网页正文 ->
──────

本文以MySQL和HBASE为例,简要介绍Spark通过PyMySQL和HadoopAPI算子对外部数据库的读写操作
1、PySpark读写MySQL
MySQL环境准备参考“数据库系列之MySQL主从复制集群部署”部分
1.1 PyMySQL和MySQLDB模块
PyMySQL是在Python3.x版本中用于连接MySQL服务器的一个库,Python2中则使用mysqldb,目前在Python 2版本支持PyMySQL。使用以下命令安装PyMysql模块:
pip install PyMySQL
连接到MySQL数据库
import pymysql
# 打开数据库连接
db = pymysql.connect("localhost","testuser","test123","TESTDB" )
# 使用 cursor() 方法创建一个游标对象
cursor cursor = db.cursor()
# 使用 execute() 方法执行 SQL 查询
cursor.execute("SELECT VERSION()")
# 使用 fetchone() 方法获取单条数据.
data = cursor.fetchone() print ("Database version : %s " % data)
# 关闭数据库连接
db.close()
1.2 Spark数据写入MySQL
1)启动MySQL服务并检查
[root@tango-01 bin]# ./mysqld_safe &
[root@tango-01 bin]# 180814 15:50:02 mysqld_safe Logging to '/usr/local/mysql/data/error.log'.
180814 15:50:02 mysqld_safe Starting mysqld daemon with databases from /usr/local/mysql/data
[root@tango-01 bin]# ps -ef|grep mysql
2)创建MySQL表
[root@tango-01 bin]# ./mysql -u root -proot
mysql> use test;
mysql> create table test_spark(id int(4),info char(8),name char(20),sex char(2));
mysql> show tables;
+----------------+
| Tables_in_test |
+----------------+
| test_spark |
+----------------+
2 rows in set (0.00 sec)

──────

记录信息 ->
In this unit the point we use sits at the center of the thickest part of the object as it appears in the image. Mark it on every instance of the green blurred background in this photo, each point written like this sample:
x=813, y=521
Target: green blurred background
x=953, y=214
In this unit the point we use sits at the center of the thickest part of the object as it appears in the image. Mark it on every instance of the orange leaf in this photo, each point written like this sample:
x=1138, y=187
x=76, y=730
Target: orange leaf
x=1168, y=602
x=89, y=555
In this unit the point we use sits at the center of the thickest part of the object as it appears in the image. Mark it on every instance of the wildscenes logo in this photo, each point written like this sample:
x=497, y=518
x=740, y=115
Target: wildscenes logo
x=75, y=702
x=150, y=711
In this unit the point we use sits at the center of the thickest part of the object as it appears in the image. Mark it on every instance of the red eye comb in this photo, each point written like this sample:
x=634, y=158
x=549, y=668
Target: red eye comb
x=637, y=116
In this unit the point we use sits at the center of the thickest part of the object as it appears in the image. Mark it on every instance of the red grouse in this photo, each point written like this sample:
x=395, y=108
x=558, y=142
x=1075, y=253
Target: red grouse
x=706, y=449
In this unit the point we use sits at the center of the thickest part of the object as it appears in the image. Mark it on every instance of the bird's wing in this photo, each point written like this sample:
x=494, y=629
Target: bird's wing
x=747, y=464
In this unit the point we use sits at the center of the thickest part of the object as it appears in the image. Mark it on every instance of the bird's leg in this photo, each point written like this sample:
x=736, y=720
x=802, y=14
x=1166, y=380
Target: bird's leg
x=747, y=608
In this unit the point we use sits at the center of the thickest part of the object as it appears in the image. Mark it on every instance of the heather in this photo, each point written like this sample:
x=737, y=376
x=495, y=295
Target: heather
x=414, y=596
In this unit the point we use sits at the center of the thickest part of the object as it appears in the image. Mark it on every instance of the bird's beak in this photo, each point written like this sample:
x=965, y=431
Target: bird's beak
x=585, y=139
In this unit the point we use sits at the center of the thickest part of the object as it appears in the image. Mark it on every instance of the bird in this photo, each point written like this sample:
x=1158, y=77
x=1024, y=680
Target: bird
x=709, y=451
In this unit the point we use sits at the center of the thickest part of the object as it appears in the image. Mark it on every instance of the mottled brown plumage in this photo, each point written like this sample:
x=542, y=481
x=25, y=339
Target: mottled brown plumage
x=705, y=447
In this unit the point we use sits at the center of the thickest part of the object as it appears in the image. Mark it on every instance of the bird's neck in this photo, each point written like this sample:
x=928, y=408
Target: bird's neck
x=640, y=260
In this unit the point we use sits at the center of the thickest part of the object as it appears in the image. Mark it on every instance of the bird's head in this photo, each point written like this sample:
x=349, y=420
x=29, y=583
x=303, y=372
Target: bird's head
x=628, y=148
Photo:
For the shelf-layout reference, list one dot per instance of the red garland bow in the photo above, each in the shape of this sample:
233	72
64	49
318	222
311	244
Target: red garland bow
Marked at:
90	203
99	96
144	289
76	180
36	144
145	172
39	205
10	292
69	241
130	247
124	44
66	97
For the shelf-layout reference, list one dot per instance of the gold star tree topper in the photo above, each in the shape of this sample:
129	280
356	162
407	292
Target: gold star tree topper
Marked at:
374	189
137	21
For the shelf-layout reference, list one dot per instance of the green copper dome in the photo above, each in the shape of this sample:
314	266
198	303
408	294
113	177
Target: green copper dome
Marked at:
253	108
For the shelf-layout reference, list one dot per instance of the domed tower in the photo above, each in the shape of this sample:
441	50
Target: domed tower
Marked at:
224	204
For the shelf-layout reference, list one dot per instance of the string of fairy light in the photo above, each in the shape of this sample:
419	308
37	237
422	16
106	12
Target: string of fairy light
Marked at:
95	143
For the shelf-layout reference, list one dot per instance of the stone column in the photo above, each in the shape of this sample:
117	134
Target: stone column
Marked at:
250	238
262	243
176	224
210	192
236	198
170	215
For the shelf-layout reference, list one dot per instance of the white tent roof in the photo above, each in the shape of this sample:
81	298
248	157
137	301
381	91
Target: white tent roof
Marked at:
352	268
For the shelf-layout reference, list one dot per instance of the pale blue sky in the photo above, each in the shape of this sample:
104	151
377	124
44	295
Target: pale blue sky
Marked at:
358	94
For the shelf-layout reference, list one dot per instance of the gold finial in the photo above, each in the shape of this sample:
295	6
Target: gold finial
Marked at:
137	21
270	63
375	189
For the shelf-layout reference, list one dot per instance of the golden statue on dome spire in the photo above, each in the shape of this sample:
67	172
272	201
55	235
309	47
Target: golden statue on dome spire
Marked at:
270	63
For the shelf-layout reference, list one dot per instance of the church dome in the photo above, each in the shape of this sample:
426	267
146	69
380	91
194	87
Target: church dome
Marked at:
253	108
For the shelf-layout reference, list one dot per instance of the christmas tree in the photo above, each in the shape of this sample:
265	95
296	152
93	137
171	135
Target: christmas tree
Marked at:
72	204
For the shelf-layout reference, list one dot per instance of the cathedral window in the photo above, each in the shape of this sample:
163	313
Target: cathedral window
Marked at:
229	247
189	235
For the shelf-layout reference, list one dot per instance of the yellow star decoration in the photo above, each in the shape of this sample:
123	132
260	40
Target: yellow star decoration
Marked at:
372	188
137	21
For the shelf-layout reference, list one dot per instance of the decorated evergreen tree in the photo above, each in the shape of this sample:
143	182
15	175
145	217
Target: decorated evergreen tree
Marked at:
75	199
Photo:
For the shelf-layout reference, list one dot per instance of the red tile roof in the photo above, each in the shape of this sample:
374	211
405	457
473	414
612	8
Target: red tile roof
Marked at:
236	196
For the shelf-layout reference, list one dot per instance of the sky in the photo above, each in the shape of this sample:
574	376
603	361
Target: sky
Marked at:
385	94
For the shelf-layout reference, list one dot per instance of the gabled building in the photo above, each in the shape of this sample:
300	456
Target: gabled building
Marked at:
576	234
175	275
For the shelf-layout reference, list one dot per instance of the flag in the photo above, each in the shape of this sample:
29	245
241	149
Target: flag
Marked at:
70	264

──────

任务 ->
续写这篇介绍PySpark读写MySQL和HBase的文章，从现有最后一行之后接着往下写。

回复 ->
3)向MySQL中写入数据
启动ipython notebook
PYSPARK_DRIVER_PYTHON=jupyter PYSPARK_DRIVER_PYTHON_OPTS="notebook" HADOOP_CONF_DIR=/usr/local/spark/hadoop-2.9.0/etc/hadoop pyspark
建立MySQL连接,写入数据
from pyspark import SparkContext
from pyspark import SparkConf
import pymysql
rawData=['1,info1,tango,F','2,info2,zhangsan,M']
conn = pymysql.connect(user="root",passwd="xxxxxx",host="192.168.112.10",db="test",charset="utf8")
cursor=conn.cursor()
for i in range(len(rawData)):
retData=rawData[i].split(',')
id = retData[0]
info = retData[1]
name = retData[2]
sex = retData[3]
sql = "insert into test_spark(id,info,name,sex) values('%s','%s','%s','%s')" %(id,info,name,sex)
cursor.execute(sql)
conn.commit()
conn.close()
查询MySQL表数据
1.3 Spark读取MySQL数据
1)下载mysql-connect-java驱动,并存放在spark目录的jars下
2)运行pyspark,执行以下语句
[root@tango-spark01 jars]# pyspark
>>> from pyspark.sql import SQLContext
>>> sqlContext = SQLContext(sc)
>>> dataframe_mysql = sqlContext.read.format("jdbc").\
... options(url="jdbc:mysql://192.168.112.10:3306/test", driver="com.mysql.jdbc.Driver",
... dbtable="test_spark", user="root", password="xxxxxx").load()
>>> dataframe_mysql.show()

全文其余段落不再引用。